*** RECORDS TO PROCESS

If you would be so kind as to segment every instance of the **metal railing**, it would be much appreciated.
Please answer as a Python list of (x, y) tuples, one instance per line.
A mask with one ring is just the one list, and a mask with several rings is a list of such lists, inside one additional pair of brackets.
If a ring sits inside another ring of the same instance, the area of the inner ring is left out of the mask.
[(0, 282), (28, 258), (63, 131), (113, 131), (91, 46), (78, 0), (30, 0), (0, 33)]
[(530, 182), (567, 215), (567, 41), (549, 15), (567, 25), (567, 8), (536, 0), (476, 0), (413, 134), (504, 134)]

******

◆ **EXERCISE PROMPT**: Copy the records word for word, from their first line through the line that contains "Please answer as". Include both of those lines.

◆ **TASK OUTPUT**:
If you would be so kind as to segment every instance of the **metal railing**, it would be much appreciated.
Please answer as a Python list of (x, y) tuples, one instance per line.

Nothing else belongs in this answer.